— WORK TO DO —
[1] Write out the stretch of the Childs v. Ultramares Corporation opinion from "Appeal from the" through "MACK, Circuit Judges.".
[2] List the circuit judges named in the Childs v. Ultramares Corporation opinion.
[3] Continue the Childs v. Ultramares Corporation opinion from its last sentence.

— SELECTED PASSAGE —
________________________________________

CIRCUIT COURT OF APPEALS, SECOND CIRCUIT


February 17, 1930

CHILDS
v.
ULTRAMARES CORPORATION

Appeal from the District Court of the United States for the Southern District of New York.

Author: Mack

Before MANTON, L. HAND, and MACK, Circuit Judges.

MACK, Circuit Judge.

In a suit in equity brought by a trustee in bankruptcy pursuant to sections 70(e) and 67(e) of the Bankruptcy Act, as amended by the Act of February 5, 1903, 11 USCA §§ 110(e), 107(e), to recover alleged illegal transfers of property, a motion to transfer the cause from the equity to the law side and for a jury trial was denied. The present appeal is from the order denying the transfer. Appellee moves to dismiss the appeal for want of jurisdiction on the ground that the order is interlocutory.

The determination of this motion depends upon the construction of the relevant sections of the Bankruptcy Act and the Judicial Code set forth in the margin.*fn1

Clearly this is an interlocutory and not a final order; it determines only that the cause shall proceed to trial. It is similar to an order overruling a demurrer based on want of equity or lack of jurisdiction in the court. The cause itself is neither dismissed nor are its merits determined.

Both parties agree that this is a controversy arising in bankruptcy proceedings. Appellant contends and appellee denies that section 128 of the Judicial Code and section 24 of the Bankruptcy Act (28 USC § 225 and 11 USC § 47 [28 USCA § 225 and 11 USCA § 47]) confer appellate jurisdiction over all interlocutory as well as final orders in all matters decided by the courts of bankruptcy. The basis of the contention is that, while in section 128 of the Judicial Code (28 USCA § 225), subdivision (a), deals expressly only with final decisions and subdivision (b) only with interlocutory orders, subdivision (c), relating to bankruptcy, has no such express limitations except as they might be imposed by sections 24 and 25 of the Bankruptcy Act (11 USCA §§ 47, 48); further, that while, under sections 24 (b) and 25, relating to "proceedings in bankruptcy," there are certain limitations to the right of appeal, such as leave of court, section 24 (a), 11 USCA § 47(a), relating to "controversies arising in bankruptcy proceedings," in no way expressly limits the right of appeal. It is then contended that, although under section 24 (b), the supervisory power extends expressly to interlocutory as well as final orders, section 24 (a), because of the failure expressly to limit the appellate jurisdiction, must be construed as necessarily or by fair implication conferring like broad jurisdiction over interlocutory as well as final decisions.

________________________________________

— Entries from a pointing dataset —
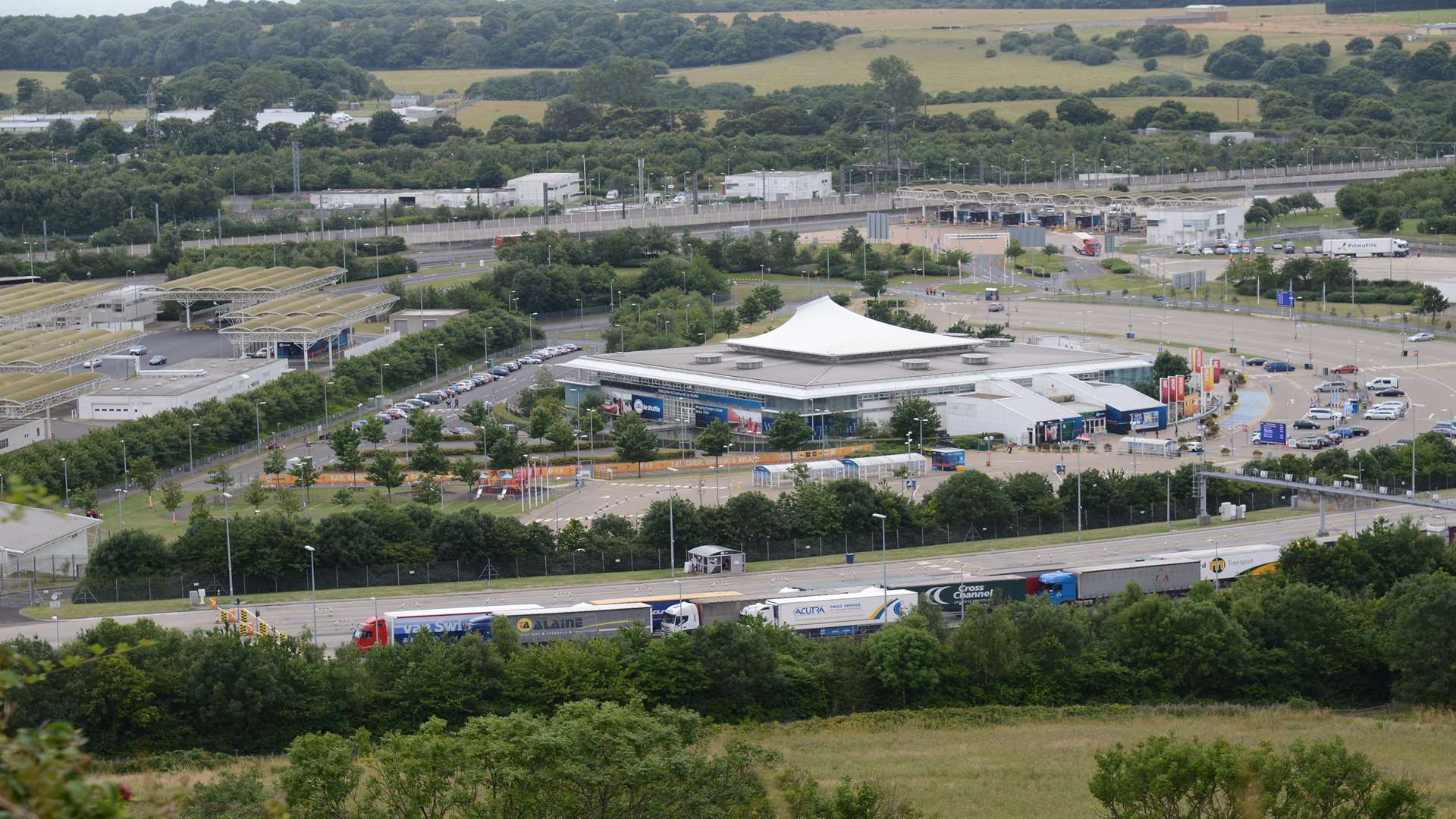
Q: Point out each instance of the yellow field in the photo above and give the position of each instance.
(996, 763)
(1226, 110)
(482, 114)
(438, 80)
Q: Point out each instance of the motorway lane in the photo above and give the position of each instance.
(337, 618)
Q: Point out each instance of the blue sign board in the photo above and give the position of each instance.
(1272, 433)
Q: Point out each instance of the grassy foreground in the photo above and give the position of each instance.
(74, 611)
(995, 763)
(1002, 761)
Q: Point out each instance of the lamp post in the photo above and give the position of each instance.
(228, 535)
(884, 569)
(313, 594)
(191, 463)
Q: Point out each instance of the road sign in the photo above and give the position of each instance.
(1272, 431)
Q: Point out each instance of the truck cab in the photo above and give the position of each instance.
(1059, 586)
(370, 632)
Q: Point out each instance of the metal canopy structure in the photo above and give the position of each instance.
(52, 350)
(993, 196)
(243, 284)
(303, 319)
(27, 394)
(27, 305)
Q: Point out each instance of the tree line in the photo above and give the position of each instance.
(400, 36)
(1318, 630)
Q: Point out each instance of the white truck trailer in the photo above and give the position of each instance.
(1353, 248)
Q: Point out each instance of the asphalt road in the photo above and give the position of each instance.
(338, 618)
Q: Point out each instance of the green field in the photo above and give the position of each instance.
(993, 763)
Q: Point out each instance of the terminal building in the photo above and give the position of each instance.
(827, 360)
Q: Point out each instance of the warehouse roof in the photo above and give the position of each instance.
(36, 300)
(25, 394)
(226, 281)
(824, 331)
(36, 349)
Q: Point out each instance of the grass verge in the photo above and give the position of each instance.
(73, 611)
(995, 761)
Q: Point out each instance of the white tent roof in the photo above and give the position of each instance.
(824, 330)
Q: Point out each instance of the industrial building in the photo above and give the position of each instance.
(381, 199)
(780, 186)
(156, 391)
(536, 190)
(1200, 224)
(827, 360)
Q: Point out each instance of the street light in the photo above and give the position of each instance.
(884, 570)
(313, 594)
(228, 535)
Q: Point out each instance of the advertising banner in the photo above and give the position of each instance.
(648, 407)
(1274, 433)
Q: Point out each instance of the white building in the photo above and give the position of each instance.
(535, 190)
(123, 309)
(187, 385)
(829, 360)
(34, 537)
(1201, 224)
(379, 199)
(780, 184)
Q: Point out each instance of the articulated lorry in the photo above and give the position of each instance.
(402, 627)
(976, 591)
(1353, 248)
(813, 615)
(1092, 583)
(573, 623)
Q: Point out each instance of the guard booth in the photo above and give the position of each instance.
(714, 560)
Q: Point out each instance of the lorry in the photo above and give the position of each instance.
(1085, 243)
(571, 623)
(698, 611)
(402, 627)
(974, 591)
(1092, 583)
(661, 602)
(1222, 564)
(836, 615)
(1351, 248)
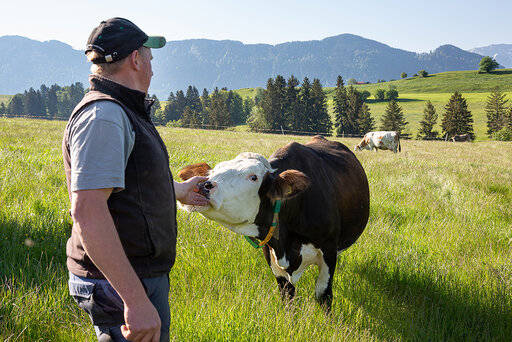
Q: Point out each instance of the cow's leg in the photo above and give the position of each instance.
(323, 289)
(286, 288)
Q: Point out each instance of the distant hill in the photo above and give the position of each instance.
(502, 53)
(26, 63)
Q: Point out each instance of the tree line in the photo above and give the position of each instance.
(283, 106)
(54, 102)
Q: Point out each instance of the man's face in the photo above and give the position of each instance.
(146, 70)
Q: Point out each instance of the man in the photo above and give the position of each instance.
(123, 197)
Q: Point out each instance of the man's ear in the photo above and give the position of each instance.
(287, 184)
(189, 171)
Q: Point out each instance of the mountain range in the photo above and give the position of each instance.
(204, 63)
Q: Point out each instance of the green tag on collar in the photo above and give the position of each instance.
(277, 206)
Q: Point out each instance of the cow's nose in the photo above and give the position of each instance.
(208, 185)
(204, 188)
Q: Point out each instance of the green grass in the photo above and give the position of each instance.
(448, 82)
(432, 265)
(414, 92)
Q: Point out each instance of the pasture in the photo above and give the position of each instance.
(434, 263)
(414, 92)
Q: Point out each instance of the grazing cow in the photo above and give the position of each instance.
(325, 206)
(380, 140)
(462, 137)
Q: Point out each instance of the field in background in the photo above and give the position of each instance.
(433, 264)
(414, 92)
(5, 99)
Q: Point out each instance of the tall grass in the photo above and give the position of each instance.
(432, 265)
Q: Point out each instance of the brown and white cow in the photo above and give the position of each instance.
(461, 137)
(325, 206)
(380, 140)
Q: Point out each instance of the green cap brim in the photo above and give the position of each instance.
(155, 42)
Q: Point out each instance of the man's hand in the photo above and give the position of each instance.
(142, 322)
(185, 191)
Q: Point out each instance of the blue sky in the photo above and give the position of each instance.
(418, 26)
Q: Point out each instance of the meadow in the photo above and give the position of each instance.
(414, 92)
(434, 263)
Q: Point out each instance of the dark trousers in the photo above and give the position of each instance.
(106, 309)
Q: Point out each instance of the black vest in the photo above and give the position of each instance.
(144, 212)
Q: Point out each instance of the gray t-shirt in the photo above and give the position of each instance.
(100, 143)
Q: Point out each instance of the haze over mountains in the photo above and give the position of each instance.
(203, 63)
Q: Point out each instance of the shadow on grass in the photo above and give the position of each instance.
(429, 307)
(32, 278)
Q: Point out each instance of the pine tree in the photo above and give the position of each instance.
(219, 114)
(34, 103)
(429, 121)
(205, 105)
(509, 118)
(292, 111)
(247, 108)
(305, 106)
(365, 120)
(393, 118)
(496, 110)
(3, 109)
(340, 107)
(180, 103)
(52, 101)
(235, 105)
(190, 118)
(156, 113)
(320, 121)
(192, 99)
(457, 119)
(274, 102)
(15, 106)
(170, 111)
(354, 104)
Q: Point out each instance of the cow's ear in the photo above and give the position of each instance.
(189, 171)
(287, 184)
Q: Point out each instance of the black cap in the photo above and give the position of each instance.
(116, 38)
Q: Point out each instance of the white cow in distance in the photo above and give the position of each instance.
(380, 140)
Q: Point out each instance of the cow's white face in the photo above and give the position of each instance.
(234, 199)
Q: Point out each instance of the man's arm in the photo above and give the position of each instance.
(101, 242)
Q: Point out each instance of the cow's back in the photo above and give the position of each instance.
(336, 205)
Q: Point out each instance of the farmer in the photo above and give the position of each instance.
(123, 197)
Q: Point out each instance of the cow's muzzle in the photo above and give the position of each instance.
(204, 188)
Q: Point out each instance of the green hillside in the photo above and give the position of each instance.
(414, 92)
(448, 82)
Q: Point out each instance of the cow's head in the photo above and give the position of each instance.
(363, 145)
(237, 187)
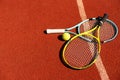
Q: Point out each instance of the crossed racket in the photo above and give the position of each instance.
(81, 50)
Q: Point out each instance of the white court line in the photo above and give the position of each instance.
(99, 64)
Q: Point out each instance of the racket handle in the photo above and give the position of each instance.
(105, 16)
(48, 31)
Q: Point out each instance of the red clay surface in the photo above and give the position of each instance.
(27, 53)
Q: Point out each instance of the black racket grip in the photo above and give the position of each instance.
(105, 16)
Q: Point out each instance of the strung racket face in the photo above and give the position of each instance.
(107, 30)
(79, 53)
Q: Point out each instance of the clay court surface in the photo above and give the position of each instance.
(27, 53)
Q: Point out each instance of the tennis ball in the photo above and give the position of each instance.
(65, 36)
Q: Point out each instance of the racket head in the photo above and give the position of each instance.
(79, 53)
(108, 31)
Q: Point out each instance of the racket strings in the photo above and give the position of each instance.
(107, 30)
(79, 54)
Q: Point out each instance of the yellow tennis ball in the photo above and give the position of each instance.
(65, 36)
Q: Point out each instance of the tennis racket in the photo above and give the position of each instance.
(81, 53)
(108, 30)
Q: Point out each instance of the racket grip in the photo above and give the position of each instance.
(105, 16)
(48, 31)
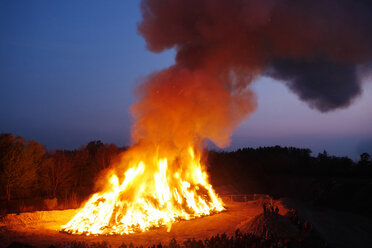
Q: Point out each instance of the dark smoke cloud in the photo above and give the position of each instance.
(314, 46)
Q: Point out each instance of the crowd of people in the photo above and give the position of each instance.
(268, 239)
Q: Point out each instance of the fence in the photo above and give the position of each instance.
(244, 197)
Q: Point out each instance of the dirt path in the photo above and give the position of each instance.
(39, 228)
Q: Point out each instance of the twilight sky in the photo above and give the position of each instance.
(68, 70)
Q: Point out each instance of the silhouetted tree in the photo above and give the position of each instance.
(19, 163)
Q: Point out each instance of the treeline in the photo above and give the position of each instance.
(323, 180)
(30, 173)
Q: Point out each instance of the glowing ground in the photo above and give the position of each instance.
(40, 228)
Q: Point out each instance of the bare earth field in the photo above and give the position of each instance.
(41, 228)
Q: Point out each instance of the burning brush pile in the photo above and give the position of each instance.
(153, 192)
(222, 46)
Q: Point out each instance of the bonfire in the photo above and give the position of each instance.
(154, 192)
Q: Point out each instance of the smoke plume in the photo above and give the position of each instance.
(314, 47)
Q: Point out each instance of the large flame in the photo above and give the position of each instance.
(154, 192)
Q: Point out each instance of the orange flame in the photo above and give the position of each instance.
(161, 179)
(141, 202)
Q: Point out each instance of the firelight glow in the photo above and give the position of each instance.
(152, 194)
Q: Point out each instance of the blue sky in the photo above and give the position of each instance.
(68, 70)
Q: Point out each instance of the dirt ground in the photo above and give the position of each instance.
(41, 228)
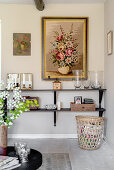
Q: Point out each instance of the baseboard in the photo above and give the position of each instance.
(38, 136)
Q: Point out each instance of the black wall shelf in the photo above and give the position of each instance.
(100, 109)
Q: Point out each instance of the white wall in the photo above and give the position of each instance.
(26, 18)
(109, 73)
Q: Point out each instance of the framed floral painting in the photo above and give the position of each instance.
(64, 47)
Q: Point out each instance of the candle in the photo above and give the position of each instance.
(29, 78)
(15, 79)
(23, 78)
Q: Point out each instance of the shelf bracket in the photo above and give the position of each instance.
(54, 111)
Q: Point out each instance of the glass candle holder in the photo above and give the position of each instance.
(78, 78)
(96, 78)
(87, 83)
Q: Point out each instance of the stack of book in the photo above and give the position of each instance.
(8, 163)
(88, 101)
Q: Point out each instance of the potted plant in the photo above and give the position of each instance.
(11, 106)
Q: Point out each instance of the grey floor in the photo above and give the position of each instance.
(101, 159)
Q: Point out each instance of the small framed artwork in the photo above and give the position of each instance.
(13, 80)
(26, 81)
(78, 99)
(21, 44)
(109, 42)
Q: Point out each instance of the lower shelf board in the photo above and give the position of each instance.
(63, 110)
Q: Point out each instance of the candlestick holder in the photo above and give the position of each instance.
(26, 81)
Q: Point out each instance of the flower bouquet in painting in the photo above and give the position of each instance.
(65, 51)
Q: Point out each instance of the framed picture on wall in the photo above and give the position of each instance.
(13, 80)
(21, 44)
(78, 99)
(64, 47)
(109, 42)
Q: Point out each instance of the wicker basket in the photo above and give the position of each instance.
(90, 131)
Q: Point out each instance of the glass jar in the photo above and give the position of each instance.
(96, 78)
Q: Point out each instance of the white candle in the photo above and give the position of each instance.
(29, 78)
(59, 105)
(15, 79)
(23, 78)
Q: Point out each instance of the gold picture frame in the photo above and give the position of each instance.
(14, 78)
(26, 80)
(64, 47)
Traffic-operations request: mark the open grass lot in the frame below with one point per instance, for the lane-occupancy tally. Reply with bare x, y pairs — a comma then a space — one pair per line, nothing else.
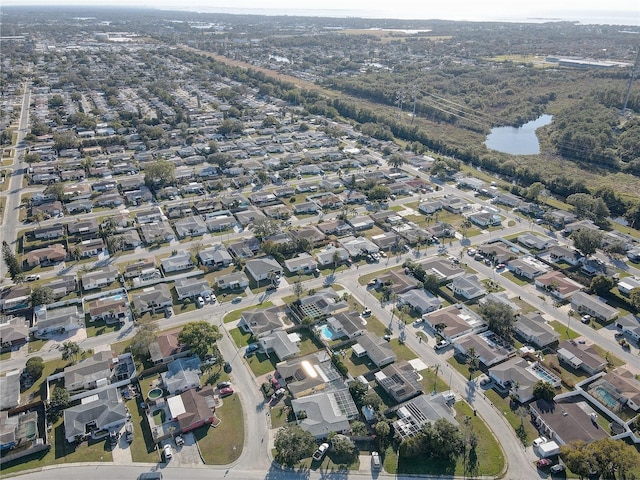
236, 314
38, 390
486, 460
95, 329
62, 452
223, 445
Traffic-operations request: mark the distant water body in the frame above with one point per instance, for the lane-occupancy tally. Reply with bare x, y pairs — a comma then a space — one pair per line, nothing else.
517, 141
630, 17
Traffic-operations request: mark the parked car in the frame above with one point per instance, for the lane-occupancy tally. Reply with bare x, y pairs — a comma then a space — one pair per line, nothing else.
539, 441
544, 462
168, 452
441, 344
320, 452
375, 461
226, 391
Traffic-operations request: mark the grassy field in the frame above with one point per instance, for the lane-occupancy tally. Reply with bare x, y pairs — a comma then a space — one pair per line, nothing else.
223, 445
236, 314
62, 452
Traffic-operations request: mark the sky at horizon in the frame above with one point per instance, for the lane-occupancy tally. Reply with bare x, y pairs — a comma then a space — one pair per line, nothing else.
622, 12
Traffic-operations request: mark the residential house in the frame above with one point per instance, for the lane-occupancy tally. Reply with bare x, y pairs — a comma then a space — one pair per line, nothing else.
454, 321
262, 268
468, 286
177, 262
159, 232
262, 322
85, 226
399, 281
533, 328
377, 349
309, 233
113, 309
302, 263
346, 325
420, 410
190, 226
629, 325
46, 256
400, 381
535, 242
167, 347
14, 299
91, 248
100, 413
284, 345
310, 374
332, 257
517, 376
182, 374
9, 393
579, 356
561, 253
48, 232
90, 373
99, 278
152, 298
588, 304
192, 287
233, 281
489, 347
485, 219
557, 284
420, 301
193, 408
357, 246
527, 267
13, 333
442, 268
49, 321
324, 412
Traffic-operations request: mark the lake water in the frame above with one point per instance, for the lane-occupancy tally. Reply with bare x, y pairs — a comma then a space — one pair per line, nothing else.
517, 141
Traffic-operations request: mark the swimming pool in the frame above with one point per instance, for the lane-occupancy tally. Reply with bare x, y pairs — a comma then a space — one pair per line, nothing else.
326, 332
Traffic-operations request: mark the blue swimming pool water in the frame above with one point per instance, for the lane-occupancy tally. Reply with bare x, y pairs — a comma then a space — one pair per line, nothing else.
326, 332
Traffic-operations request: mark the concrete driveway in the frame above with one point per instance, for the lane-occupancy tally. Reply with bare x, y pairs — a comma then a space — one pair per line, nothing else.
187, 454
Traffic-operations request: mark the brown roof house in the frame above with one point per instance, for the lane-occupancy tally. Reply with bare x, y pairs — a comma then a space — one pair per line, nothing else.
166, 347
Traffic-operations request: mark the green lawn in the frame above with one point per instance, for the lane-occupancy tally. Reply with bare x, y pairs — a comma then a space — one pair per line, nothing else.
487, 458
100, 328
223, 445
36, 345
260, 364
62, 452
236, 314
240, 337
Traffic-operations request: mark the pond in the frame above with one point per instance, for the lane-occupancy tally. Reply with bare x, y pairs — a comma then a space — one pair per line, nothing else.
517, 141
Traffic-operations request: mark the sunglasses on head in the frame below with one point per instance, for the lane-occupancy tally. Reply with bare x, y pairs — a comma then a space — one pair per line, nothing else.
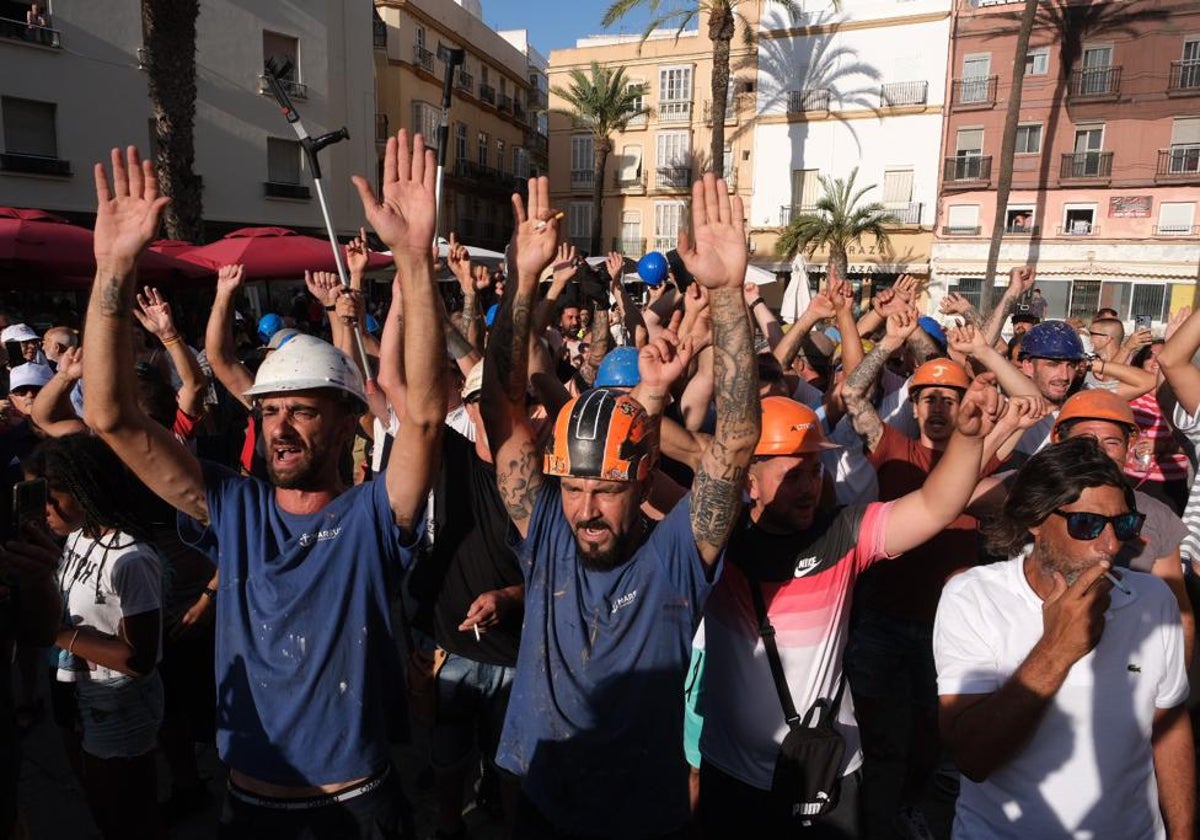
1083, 525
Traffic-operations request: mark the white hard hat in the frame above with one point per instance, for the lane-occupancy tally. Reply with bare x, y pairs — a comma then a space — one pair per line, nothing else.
305, 364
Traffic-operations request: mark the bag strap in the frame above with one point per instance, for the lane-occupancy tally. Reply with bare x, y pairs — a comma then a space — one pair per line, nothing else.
825, 708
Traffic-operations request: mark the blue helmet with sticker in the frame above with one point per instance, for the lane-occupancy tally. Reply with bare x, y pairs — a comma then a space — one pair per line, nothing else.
618, 369
1053, 340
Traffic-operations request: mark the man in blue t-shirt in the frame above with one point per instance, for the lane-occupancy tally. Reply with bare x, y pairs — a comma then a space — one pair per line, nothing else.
305, 658
594, 725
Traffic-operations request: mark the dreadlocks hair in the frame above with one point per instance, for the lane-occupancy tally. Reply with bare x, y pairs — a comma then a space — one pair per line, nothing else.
108, 493
1055, 477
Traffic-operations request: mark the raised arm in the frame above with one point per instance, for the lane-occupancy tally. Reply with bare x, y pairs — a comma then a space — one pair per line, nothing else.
227, 369
715, 253
127, 217
503, 401
403, 219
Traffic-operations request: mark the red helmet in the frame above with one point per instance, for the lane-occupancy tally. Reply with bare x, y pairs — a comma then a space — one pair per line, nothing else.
603, 435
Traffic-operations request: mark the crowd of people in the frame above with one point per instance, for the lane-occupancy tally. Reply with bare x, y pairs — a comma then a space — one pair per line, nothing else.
651, 567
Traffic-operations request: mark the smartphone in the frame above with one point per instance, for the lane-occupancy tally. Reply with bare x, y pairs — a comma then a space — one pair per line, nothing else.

________________________________________

— RESPONSES IN ORDER —
[1]
Appeal from the District Court of the United States for the Southern District of New York.

Author: Mack

Before MANTON, L. HAND, and MACK, Circuit Judges.

[2] Manton, L. Hand, Mack

[3]
A consideration of the history of appellate jurisdiction in the federal courts and the statutory provisions in respect thereto compels us to reject this contention.

In McLish v. Roff, 141 U.S. 661, at page 665, 12 S. Ct. 118, 119, 35 L. Ed. 893, the Supreme Court answered an analogous contention that under the Act of March 3, 1891 (26 Stat. 826), which permitted direct review from a circuit court where "the jurisdiction of the court is in issue," a writ of error should be granted to reverse an order overruling a demurrer to the jurisdiction of the court. The court said:

"We think that upon sound principles of construction such is not the meaning of the act of congress under consideration. It is manifest that the words in section 5, 'appeals or writs of error,' must be understood within the meaning of those terms as used in all prior acts of congress relating to the appellate powers of this court, and in the longstanding rules of practice and procedure in the federal courts. Taken in that sense, these terms mean the proceedings by which a cause, in which there has been a final judgment, is removed from a court below to an appellate court for review, reversal, or affirmance. It is true that the judiciary act of 1789 limited the appellate jurisdiction of this court to final judgments and decrees in the cases specified. This, however, in respect to writs of error, was only declaratory of a well-settled and ancient rule of English practice. At common law no writ of error could be brought except on a final judgment. Bac. Abr. 'Error,' A. 2. 'If the writ of error be returnable before judgment is given, it may be quashed on motion.' 2 Tidd Pr. 1162. In respect to appeals there is a difference in the practice of the English chancery courts, in which appeals may be taken from an interlocutory order of the chancellor to the house of lords, and the practice of the United States chancery courts, where the right of appeal is by statute restricted to final decrees, so that a case cannot be brought to this court in fragments.

"From the very foundation of our judicial system the object and policy of the acts of congress in relation to appeals and writs of error (with the single exception of a provision in the act of 1875 in relation to cases of removal, which was repealed by the act of 1887) have been to save the expense and delays of repeated appeals in the same suit, and to have the whole case and every matter in controversy in it decided in a single appeal. Forgay v. Conrad, 6 How. 201, 204 [12 L. Ed. 404]. The construction contended for would render the act under consideration inconsistent with this long-established object and policy."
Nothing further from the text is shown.